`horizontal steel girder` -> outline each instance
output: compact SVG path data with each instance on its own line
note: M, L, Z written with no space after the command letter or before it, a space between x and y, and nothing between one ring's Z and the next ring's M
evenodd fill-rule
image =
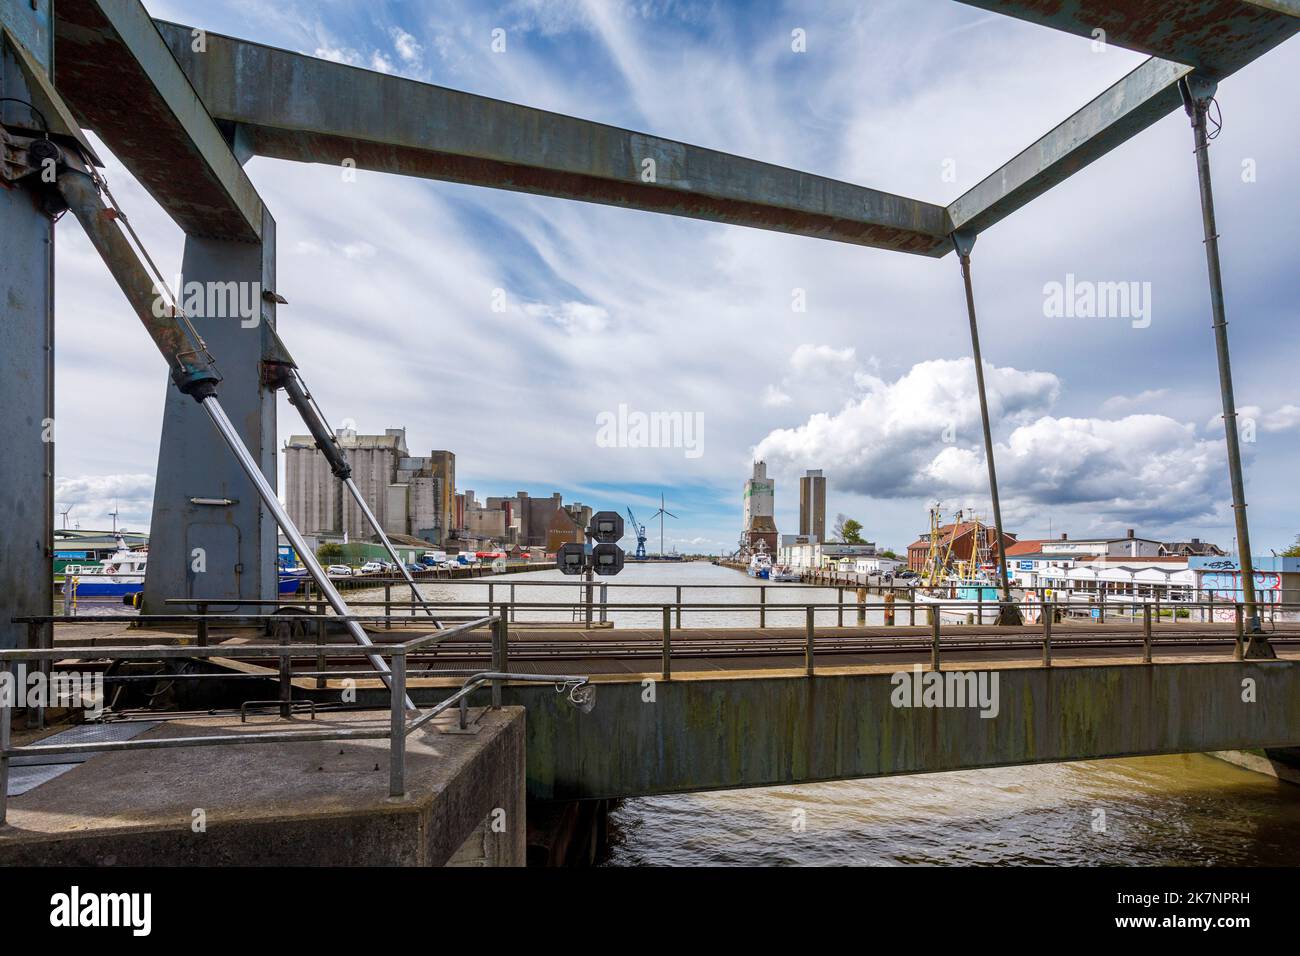
M208 112L260 155L920 255L951 248L942 206L212 33L195 53L189 27L158 28Z
M54 83L192 236L258 241L262 201L139 0L59 0Z
M960 0L1222 78L1295 34L1300 0Z

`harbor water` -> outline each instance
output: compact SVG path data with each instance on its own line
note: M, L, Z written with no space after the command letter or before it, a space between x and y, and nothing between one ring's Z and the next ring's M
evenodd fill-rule
M496 599L578 601L582 585L558 572L482 579ZM611 603L686 601L736 610L686 612L685 627L755 626L759 582L706 562L629 564ZM530 587L568 581L569 587ZM478 588L476 587L475 590ZM797 626L836 589L766 584L769 625ZM464 585L422 585L428 597L467 599ZM357 592L360 593L360 592ZM373 592L370 592L373 593ZM395 595L396 596L396 595ZM879 601L879 597L872 597ZM853 601L852 591L846 601ZM742 610L739 605L751 609ZM772 609L776 606L776 610ZM846 611L845 622L854 621ZM658 626L658 610L610 611L615 626ZM549 616L519 611L519 620ZM836 612L819 612L833 624ZM879 623L879 607L868 621ZM1300 788L1202 754L1004 767L805 784L620 802L610 817L607 866L693 865L1297 865Z

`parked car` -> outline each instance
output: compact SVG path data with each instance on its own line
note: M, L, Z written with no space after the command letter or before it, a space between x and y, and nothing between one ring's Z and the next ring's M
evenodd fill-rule
M332 574L335 577L340 577L340 578L352 577L352 569L348 567L346 564L331 564L328 568L325 569L325 573Z
M367 561L365 564L361 565L362 574L379 574L383 570L384 564L382 561Z
M410 571L412 574L423 574L425 571L429 570L429 566L425 564L408 564L406 570Z

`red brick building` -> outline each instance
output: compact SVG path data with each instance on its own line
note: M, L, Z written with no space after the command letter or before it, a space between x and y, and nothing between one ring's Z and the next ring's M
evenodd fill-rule
M976 528L979 529L978 539L976 538ZM949 539L952 540L952 556L955 560L969 561L972 546L976 552L987 548L990 555L996 555L996 534L988 525L977 525L973 521L963 521L956 525L943 525L939 529L939 549L945 554L948 552ZM1003 533L1002 546L1004 548L1010 549L1015 543L1016 536L1014 534ZM907 566L913 571L923 571L926 558L929 555L930 536L927 534L917 538L907 546ZM993 563L996 563L996 560L995 557Z

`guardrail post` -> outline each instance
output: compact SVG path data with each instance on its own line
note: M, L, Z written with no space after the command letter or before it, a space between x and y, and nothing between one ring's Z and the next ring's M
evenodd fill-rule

****

### Work instruction
Would you copy out the data exactly, leaving every picture out?

### Output for this exercise
`horizontal steel girder` -> outline each instance
output: compact SVG path data with each instance on its own line
note: M, L, Z written with no space after the command letter or before it, a space between x and y, and nothing between one ring's Z and the next ring's M
evenodd fill-rule
image =
M208 112L260 155L920 255L951 248L942 206L212 33L195 53L189 27L158 28Z
M54 83L192 236L258 241L262 201L139 0L59 0Z
M960 0L1222 78L1295 34L1300 0Z

`harbor water` -> outline each instance
output: compact SVG path data with each instance on its own line
note: M, L, Z written with no space after the command letter or before it, a space between x and y, and nothing between one ring's Z and the next ring's M
evenodd fill-rule
M496 599L578 601L582 585L558 572L482 579ZM611 603L686 601L736 610L686 612L685 627L755 626L759 582L706 562L629 564ZM530 587L568 581L569 587ZM478 588L476 587L475 590ZM797 626L836 589L766 584L769 625ZM464 585L422 585L428 597L467 599ZM357 592L360 593L360 592ZM373 592L370 592L373 593ZM395 595L396 596L396 595ZM879 601L879 597L872 597ZM853 601L852 591L846 601ZM742 610L739 605L751 609ZM772 609L776 606L776 610ZM846 611L845 622L854 621ZM658 626L658 610L610 611L615 626ZM549 616L519 611L519 620ZM836 612L819 612L833 624ZM879 623L879 607L868 621ZM1300 788L1202 754L1004 767L805 784L620 802L610 817L607 866L693 865L1297 865Z

`parked car` -> outline each instance
output: compact SVG path data with each instance on its own line
note: M, L, Z written with no space after the command letter or before it, a space between x and y, and nothing between one ring's Z and the next ring's M
evenodd fill-rule
M332 574L335 577L340 577L340 578L352 577L352 569L348 567L346 564L331 564L328 568L325 569L325 573Z
M367 561L365 564L361 565L362 574L379 574L383 570L384 564L382 561Z
M410 571L412 574L423 574L425 571L429 570L429 566L425 564L408 564L406 570Z

`red brick building` -> outline each instance
output: compact SVG path data with each instance on its own line
note: M, L, Z written with no space after the command letter or before it, a space between x and y, and nothing between one ring's Z and the next ring's M
evenodd fill-rule
M976 528L979 529L978 539L976 538ZM949 539L952 540L952 556L955 560L969 561L972 546L976 552L987 548L990 555L996 555L996 534L988 525L977 525L973 521L963 521L956 525L943 525L939 529L939 549L945 554L948 552ZM1003 533L1002 546L1004 548L1010 549L1015 543L1016 536L1014 534ZM907 566L913 571L923 571L926 558L929 555L930 536L927 534L917 538L907 546ZM993 563L996 563L996 560L995 557Z

`guardrail post` -> outline each instance
output: compact SVG path data with each instance on its own line
note: M, L, Z written with no space after the command letter or before it, a space between x and y, and nothing between one ring's Z and the next ring's M
evenodd fill-rule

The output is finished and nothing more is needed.